Task goal :: Extract everything from the line containing "# give the mask of every instance of the horse's leg" down to the end of the material, reproducing each line without alteration.

# # # #

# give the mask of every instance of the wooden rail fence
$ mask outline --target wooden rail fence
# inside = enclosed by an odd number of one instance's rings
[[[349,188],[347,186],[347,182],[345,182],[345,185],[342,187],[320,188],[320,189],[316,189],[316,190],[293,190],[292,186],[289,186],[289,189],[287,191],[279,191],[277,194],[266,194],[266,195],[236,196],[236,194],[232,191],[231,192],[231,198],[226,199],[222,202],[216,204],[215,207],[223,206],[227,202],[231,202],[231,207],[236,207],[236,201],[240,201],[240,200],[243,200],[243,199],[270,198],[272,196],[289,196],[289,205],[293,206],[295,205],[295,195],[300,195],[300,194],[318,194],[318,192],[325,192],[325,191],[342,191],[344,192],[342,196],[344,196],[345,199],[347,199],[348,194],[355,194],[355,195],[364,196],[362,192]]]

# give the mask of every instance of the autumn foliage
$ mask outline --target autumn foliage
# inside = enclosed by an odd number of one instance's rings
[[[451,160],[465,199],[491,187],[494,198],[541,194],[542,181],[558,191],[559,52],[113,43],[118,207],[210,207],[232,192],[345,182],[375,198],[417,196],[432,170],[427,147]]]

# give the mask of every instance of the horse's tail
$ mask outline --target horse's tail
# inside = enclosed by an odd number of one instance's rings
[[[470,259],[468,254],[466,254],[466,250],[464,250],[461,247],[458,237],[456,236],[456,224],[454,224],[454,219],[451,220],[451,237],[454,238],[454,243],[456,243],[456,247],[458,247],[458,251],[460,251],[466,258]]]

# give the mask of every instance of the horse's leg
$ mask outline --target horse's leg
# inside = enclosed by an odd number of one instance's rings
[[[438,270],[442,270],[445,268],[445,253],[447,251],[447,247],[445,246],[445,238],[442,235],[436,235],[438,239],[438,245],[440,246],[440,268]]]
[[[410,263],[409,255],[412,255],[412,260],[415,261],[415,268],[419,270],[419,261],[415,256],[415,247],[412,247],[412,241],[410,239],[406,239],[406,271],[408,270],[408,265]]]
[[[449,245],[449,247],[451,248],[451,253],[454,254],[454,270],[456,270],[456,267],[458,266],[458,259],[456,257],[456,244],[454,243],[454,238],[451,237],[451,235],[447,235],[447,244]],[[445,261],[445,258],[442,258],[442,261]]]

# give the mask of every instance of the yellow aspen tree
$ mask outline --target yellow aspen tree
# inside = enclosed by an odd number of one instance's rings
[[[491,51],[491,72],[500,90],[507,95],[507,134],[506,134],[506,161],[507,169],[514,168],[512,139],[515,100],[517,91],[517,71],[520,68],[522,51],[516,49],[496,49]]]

# # # #

Answer for this exercise ::
# give the mask of every instance of the horse's leg
$ mask outline --target horse's leg
# inside = enclosed by an odd number of one instance's rings
[[[438,270],[442,270],[445,268],[445,253],[447,251],[447,247],[445,246],[445,238],[442,235],[436,235],[438,239],[438,245],[440,246],[440,268]]]
[[[410,263],[409,255],[412,255],[412,260],[415,261],[415,268],[419,270],[419,261],[415,256],[415,247],[412,247],[412,241],[410,239],[406,239],[406,271],[408,270],[408,265]]]
[[[449,245],[449,247],[451,248],[451,253],[454,254],[454,270],[456,270],[456,267],[458,266],[458,259],[456,257],[456,244],[454,243],[454,238],[451,237],[451,235],[447,235],[447,244]],[[445,261],[445,258],[442,258],[442,261]]]

# give the mask of every instance of the yellow aspen tree
$ mask outline --target yellow aspen tree
# inside = enclosed by an odd number of one instance's rings
[[[491,51],[491,72],[500,90],[507,95],[507,134],[506,134],[506,161],[507,169],[514,168],[512,139],[515,100],[517,91],[517,71],[520,68],[522,51],[516,49],[496,49]]]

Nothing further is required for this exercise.